**WHAT IS NEEDED:**
Please return the data below word for word, leaving out the pictures.

☆ ☆ ☆

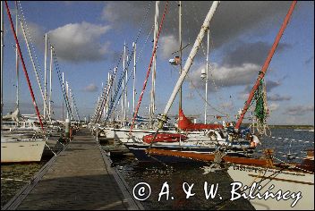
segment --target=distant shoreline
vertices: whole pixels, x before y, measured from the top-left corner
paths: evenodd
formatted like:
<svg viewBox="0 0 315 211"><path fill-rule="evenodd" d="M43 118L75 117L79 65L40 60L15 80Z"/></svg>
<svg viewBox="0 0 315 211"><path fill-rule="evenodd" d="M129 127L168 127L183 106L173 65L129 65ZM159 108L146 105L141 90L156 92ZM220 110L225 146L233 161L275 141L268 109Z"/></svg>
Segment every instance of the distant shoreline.
<svg viewBox="0 0 315 211"><path fill-rule="evenodd" d="M244 123L244 126L249 124ZM314 125L268 125L269 128L289 128L289 129L298 129L298 130L311 130L314 129Z"/></svg>

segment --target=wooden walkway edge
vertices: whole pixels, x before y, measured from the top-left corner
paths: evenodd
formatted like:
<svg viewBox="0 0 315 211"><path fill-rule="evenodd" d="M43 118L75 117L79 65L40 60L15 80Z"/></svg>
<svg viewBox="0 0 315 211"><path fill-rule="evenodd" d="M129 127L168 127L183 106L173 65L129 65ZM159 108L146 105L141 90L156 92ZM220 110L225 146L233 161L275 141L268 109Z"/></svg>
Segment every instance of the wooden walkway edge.
<svg viewBox="0 0 315 211"><path fill-rule="evenodd" d="M88 129L78 132L3 210L144 209Z"/></svg>

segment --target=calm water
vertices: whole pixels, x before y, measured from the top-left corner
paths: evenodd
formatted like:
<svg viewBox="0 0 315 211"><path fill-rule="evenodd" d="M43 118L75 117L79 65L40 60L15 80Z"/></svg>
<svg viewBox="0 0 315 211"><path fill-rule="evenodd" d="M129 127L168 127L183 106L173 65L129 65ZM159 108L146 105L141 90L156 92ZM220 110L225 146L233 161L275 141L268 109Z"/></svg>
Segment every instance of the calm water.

☆ ☆ ☆

**SOLUTION:**
segment --target=distant shoreline
vertices: whole pixels, x before y, measured from the top-left corner
paths: evenodd
formatted like:
<svg viewBox="0 0 315 211"><path fill-rule="evenodd" d="M43 118L75 117L79 65L40 60L15 80Z"/></svg>
<svg viewBox="0 0 315 211"><path fill-rule="evenodd" d="M129 127L168 127L183 106L173 65L129 65ZM159 108L146 105L141 90L156 92ZM220 110L225 146L233 161L275 141L268 109Z"/></svg>
Segment every instance of the distant shoreline.
<svg viewBox="0 0 315 211"><path fill-rule="evenodd" d="M244 123L244 126L249 124ZM314 125L268 125L269 128L289 128L289 129L298 129L298 130L311 130L314 129Z"/></svg>

segment --target=wooden walkway edge
vertices: whole pixels, x before y, measured from the top-left corner
paths: evenodd
formatted like:
<svg viewBox="0 0 315 211"><path fill-rule="evenodd" d="M43 118L75 117L79 65L40 60L15 80Z"/></svg>
<svg viewBox="0 0 315 211"><path fill-rule="evenodd" d="M129 127L168 127L183 106L173 65L129 65ZM159 108L146 105L141 90L156 92ZM220 110L225 146L233 161L275 141L268 109Z"/></svg>
Segment every instance of the wooden walkway edge.
<svg viewBox="0 0 315 211"><path fill-rule="evenodd" d="M88 129L78 132L3 210L144 209Z"/></svg>

segment --target=calm water
vertices: whole pixels, x before y, measured from the top-left corner
paths: evenodd
formatted like:
<svg viewBox="0 0 315 211"><path fill-rule="evenodd" d="M43 118L75 117L79 65L40 60L15 80Z"/></svg>
<svg viewBox="0 0 315 211"><path fill-rule="evenodd" d="M129 127L168 127L183 106L173 65L129 65ZM159 108L146 105L141 90L156 92ZM220 110L225 146L233 161L275 141L268 109Z"/></svg>
Segment every instance of the calm water.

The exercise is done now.